Excerpts from a point labeling dataset
####################

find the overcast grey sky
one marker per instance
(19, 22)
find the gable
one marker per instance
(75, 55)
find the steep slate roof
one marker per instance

####################

▶ **EXERCISE BRIEF**
Write out each line of the records above word for word, keeping the original order.

▶ **SOLUTION FOR THIS PROBLEM**
find the overcast grey sky
one marker per instance
(19, 22)
find the gable
one marker per instance
(75, 55)
find the steep slate roof
one marker per instance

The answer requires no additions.